I know the sequel better, The Literary Cold War, 1945 to Vietnam (2009), which includes an invigorating discussion of Graham Greene‘s The Quiet American amongst many other good things (a novel much on my mind of late).  Adam runs the Cultures of the Cold War network whose website opens with a rapid-fire quotation from E.L. Doctorow:  ‘The bomb first was our weapon. Then it became our diplomacy. Next it became our economy. Now it’s become our culture. We’ve become the people of the bomb.’ Unfortunately, it appears the website then ran out of energy (sic), though there’s a useful Bibliography.

For me, the book I most admire is Patrick Deer‘s Culture in Camouflage: war, empire and modern British literature (2009).  He paints on a larger canvas than Imagination at war – the book covers the period 1914-1945, and there are definite advantages in doing so – and he seems to have read everything and to have thought about it all in depth and detail.  I was first drawn to it by his chapters on the Second World War, but as I re-work “Gabriel’s Map” for what I think, hope and pray will be a second new book (really), provisionally called War material, I’ve plunged back into his earlier accounts of the First World War.  They are brimful of incisive readings and artful insights.

“Gabriel’s Map” is all about the dialectic between the scopic regime constructed through the topographic map, the aerial photograph and the field sketch on the Western Front (‘cartography’) and the sensuous, haptic and thoroughly embodied knowledge of the troops on – and in – the ground (‘corpography’).  Here’s Patrick:  ‘If the emblematic figure for the collapse of vision was No Man’s Land, it was the strategist’s map that came to represent the struggle to recapture oversight, to survey and order the mud, chaos and horror of battle.’ So I’m now thinking much more about the very idea of No Man’s Land and the multiple ways in which soldiers apprehended its gouged terrain.

More on all that very soon, but here I just want to say that Culture in camouflage is gloriously intellectually promiscuous and also a rattling good read.  If you want to explore the idea of ‘war culture’ I’d recommend starting here, and returning to it again and again.  But pack Lara’s book for the journey because she also has much to show us not only about how to travel but also how to write.

The sensual history of destruction

I’ve been in Paris this week, first for a presentation to Michel Wieviorka‘s seminar at the École des Hautes Études on Wednesday morning and then for a different presentation to Pauline Guinard‘s seminar at the École Normale Supérieure on Wednesday evening.  I hope this explains my silence!  Lots of good questions at both, and also lively conversations about the French intervention in Mali — which made today a good day to visit the Musée de l’Armée at Les Invalides.

An astonishing building, but I was disappointed at the exhibitions – too many uniforms and muskets and (especially when compared to the Imperial War Museum in London, even before its current reconstruction) remarkably little on the politics and culture of war (though there were some good three-screen videos).  Given my current preoccupation with the First World War, I expected much more from what turned out to be a lifeless series of galleries; appropriate, you might think, but I left with very few impressions of how so many French soldiers managed to survive the trenches and the barrages.  It was a far cry from the new history, anthropology and archaeology of the battlefield that has done so much to recover its raw physicality, its sensuality and even its intimacy.

Rows →

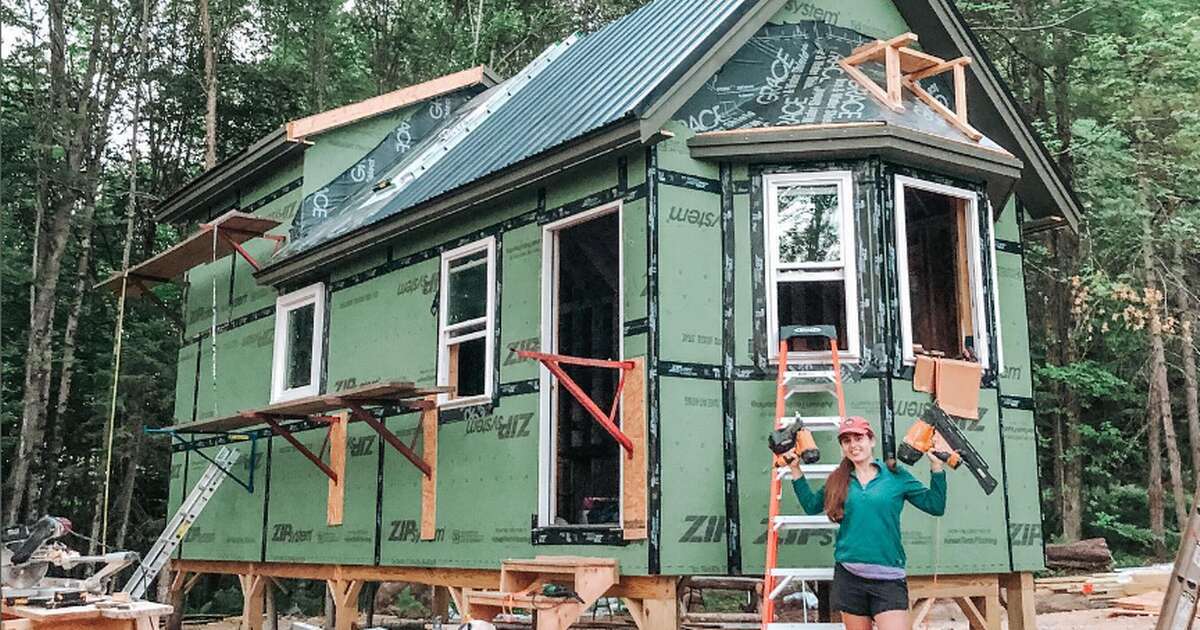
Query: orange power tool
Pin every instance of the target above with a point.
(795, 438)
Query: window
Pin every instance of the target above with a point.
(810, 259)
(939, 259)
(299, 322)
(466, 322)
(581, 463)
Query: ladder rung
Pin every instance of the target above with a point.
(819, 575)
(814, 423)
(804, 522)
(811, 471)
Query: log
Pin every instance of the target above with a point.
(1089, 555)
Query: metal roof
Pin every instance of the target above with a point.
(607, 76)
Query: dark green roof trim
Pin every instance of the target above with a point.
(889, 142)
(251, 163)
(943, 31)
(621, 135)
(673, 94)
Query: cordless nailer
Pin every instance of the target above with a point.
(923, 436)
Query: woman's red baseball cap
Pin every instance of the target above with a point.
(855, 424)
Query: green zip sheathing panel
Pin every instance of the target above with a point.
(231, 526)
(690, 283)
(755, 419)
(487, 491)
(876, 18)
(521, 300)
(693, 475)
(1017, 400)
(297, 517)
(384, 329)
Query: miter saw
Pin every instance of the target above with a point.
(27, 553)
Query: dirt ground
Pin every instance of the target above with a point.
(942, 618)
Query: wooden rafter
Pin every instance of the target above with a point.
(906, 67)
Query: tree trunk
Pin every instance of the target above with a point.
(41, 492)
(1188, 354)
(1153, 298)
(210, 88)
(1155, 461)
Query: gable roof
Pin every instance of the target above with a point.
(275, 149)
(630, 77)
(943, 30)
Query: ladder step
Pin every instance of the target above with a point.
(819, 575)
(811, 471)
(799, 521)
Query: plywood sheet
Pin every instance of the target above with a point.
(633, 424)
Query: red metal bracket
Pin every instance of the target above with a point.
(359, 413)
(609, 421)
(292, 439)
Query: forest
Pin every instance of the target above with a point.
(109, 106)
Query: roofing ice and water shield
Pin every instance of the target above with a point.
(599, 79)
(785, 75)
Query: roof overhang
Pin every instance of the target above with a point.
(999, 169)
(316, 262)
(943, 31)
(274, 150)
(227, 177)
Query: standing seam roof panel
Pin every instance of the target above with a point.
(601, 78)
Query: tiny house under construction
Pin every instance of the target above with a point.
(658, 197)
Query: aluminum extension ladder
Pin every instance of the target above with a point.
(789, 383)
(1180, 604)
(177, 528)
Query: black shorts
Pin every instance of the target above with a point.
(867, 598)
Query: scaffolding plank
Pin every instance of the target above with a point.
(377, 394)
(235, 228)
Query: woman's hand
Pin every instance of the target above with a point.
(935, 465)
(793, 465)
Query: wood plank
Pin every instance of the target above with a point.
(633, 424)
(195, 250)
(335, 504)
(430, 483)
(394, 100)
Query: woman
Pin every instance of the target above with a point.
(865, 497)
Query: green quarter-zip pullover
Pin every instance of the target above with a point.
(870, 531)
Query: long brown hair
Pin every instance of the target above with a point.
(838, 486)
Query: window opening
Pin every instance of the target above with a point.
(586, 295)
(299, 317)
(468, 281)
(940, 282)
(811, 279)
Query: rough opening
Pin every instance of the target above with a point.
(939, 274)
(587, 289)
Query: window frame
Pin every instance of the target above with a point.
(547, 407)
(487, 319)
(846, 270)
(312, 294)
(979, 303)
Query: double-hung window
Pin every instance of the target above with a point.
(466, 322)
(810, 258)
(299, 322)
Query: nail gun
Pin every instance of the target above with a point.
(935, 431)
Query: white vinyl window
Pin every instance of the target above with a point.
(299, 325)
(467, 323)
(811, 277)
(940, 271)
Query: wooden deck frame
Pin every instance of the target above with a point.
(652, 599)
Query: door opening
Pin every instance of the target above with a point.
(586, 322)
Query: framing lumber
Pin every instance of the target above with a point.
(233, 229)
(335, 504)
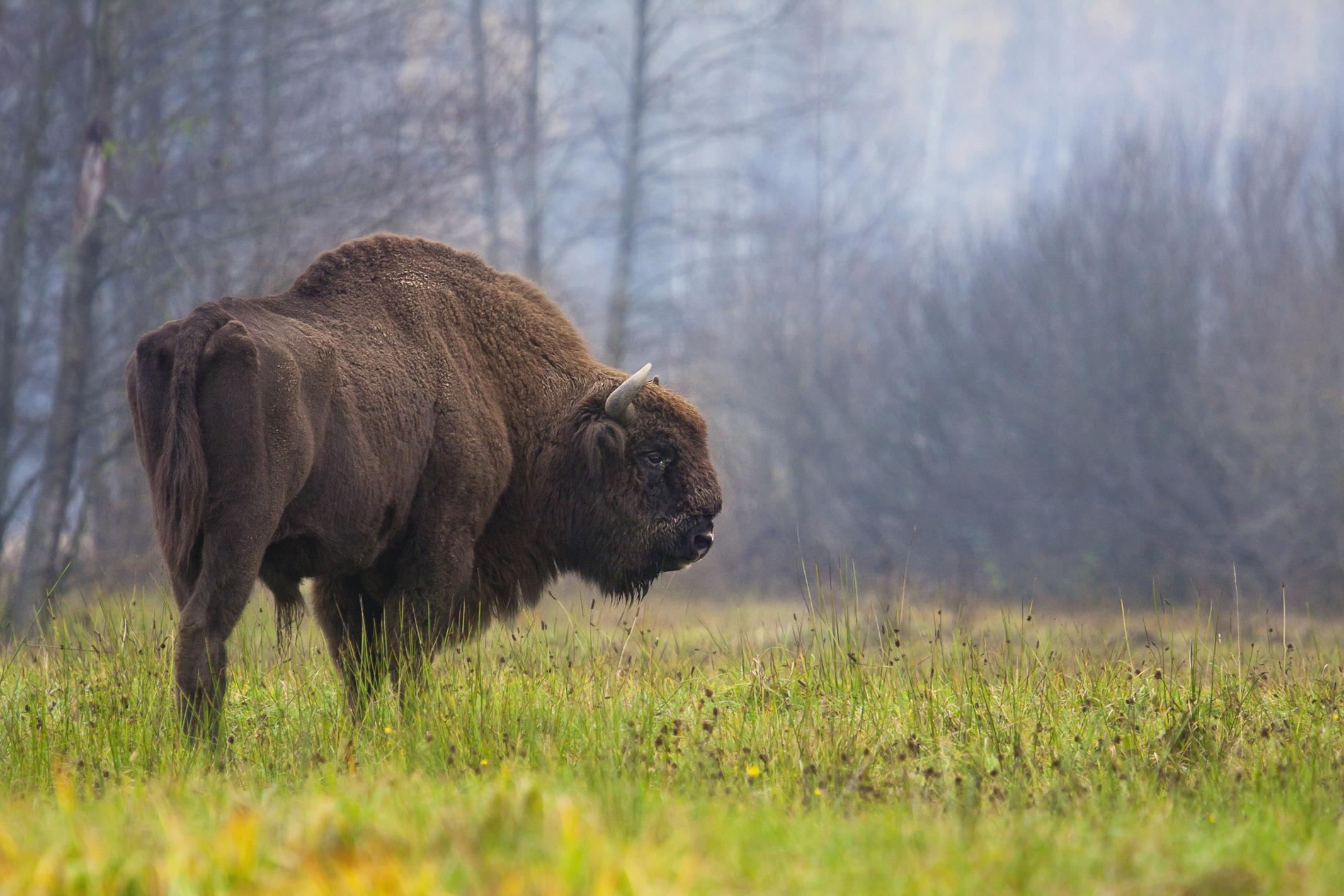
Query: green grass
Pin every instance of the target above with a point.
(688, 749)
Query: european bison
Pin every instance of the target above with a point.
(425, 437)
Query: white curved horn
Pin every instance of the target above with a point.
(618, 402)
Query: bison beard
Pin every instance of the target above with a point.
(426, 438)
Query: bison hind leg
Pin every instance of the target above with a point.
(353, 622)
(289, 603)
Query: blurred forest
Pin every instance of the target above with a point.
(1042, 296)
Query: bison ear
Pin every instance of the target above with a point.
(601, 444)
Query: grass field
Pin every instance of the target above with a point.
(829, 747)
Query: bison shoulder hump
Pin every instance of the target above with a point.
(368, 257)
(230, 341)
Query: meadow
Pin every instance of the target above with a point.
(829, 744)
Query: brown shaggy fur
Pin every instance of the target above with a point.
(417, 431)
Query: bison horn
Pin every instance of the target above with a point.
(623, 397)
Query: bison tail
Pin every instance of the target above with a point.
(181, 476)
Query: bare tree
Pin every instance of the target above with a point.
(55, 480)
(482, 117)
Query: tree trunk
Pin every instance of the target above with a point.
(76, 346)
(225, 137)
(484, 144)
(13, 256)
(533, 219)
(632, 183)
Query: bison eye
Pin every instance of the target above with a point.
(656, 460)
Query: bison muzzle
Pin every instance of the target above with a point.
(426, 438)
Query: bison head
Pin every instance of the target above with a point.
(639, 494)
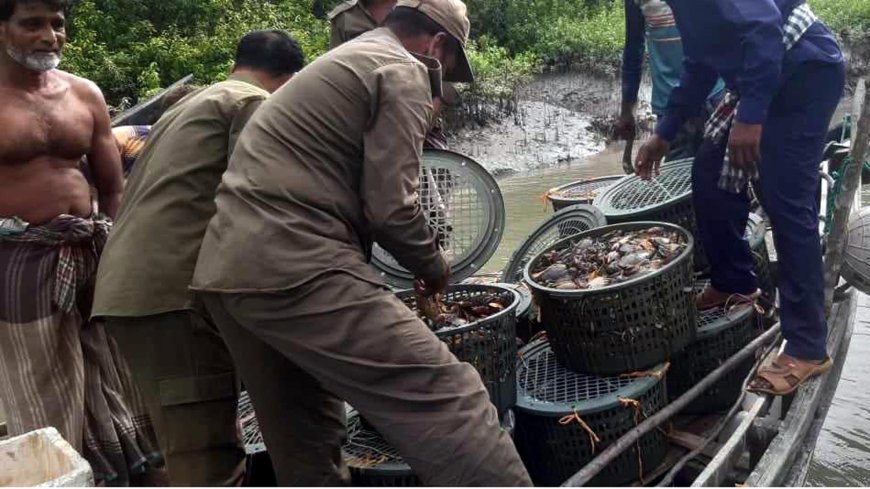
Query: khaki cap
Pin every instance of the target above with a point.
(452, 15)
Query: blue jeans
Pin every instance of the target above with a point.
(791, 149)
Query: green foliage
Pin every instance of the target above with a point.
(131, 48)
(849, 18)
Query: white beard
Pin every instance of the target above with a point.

Work to do →
• a. From the passage on war literature, return the section that begins with the words containing "I’ve been in" and ends with "at Les Invalides.", copied word for word.
• b. Return each line in the entries that contains the string "green".

Solved problems →
• a.
I’ve been in Paris this week, first for a presentation to Michel Wieviorka‘s seminar at the École des Hautes Études on Wednesday morning and then for a different presentation to Pauline Guinard‘s seminar at the École Normale Supérieure on Wednesday evening.  I hope this explains my silence!  Lots of good questions at both, and also lively conversations about the French intervention in Mali — which made today a good day to visit the Musée de l’Armée at Les Invalides.

• b.
Query: dark green roof trim
Query: green zip sheathing panel
Query: green quarter-zip pullover
Query: green grass
Query: green foliage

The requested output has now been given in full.